• [Problem]
Copy out only those lines running from the line with "Practice step: find the horizon" to the end of the listing, keeping each one exactly as it is.

• [Given data]
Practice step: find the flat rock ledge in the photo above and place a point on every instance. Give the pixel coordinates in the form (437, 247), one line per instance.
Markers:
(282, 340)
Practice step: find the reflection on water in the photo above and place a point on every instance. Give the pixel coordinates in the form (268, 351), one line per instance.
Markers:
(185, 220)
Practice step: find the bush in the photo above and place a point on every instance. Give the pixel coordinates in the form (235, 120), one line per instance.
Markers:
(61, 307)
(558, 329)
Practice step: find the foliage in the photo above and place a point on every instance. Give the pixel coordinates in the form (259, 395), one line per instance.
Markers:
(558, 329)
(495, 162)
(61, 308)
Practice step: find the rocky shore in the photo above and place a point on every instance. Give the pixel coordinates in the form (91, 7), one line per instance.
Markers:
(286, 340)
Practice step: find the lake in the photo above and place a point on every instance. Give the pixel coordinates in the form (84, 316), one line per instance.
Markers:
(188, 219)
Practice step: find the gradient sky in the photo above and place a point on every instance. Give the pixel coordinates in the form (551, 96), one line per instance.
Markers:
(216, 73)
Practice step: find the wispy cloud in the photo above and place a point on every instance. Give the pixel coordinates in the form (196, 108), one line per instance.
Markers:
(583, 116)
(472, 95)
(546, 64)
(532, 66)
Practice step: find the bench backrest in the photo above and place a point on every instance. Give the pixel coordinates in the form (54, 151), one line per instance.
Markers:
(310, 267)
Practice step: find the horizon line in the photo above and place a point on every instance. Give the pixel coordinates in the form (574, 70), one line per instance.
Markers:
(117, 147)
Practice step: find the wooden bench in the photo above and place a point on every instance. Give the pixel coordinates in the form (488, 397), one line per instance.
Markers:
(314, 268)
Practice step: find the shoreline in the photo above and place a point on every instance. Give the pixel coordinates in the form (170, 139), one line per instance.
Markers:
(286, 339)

• [Final answer]
Practice step: find the horizon line in the photo above and place a point on every instance. Give the pixel coordinates in the form (574, 70), one line per instance.
Markers:
(117, 147)
Practice step: find the wooden bench in the photo above and place a point on every instance. Give the pixel coordinates in the form (488, 397), one line per instance.
Markers:
(314, 268)
Practice step: find the shoreline in the photo above and place a point on every instance. Give the pixel coordinates in the form (170, 139), one line per instance.
Markers:
(286, 339)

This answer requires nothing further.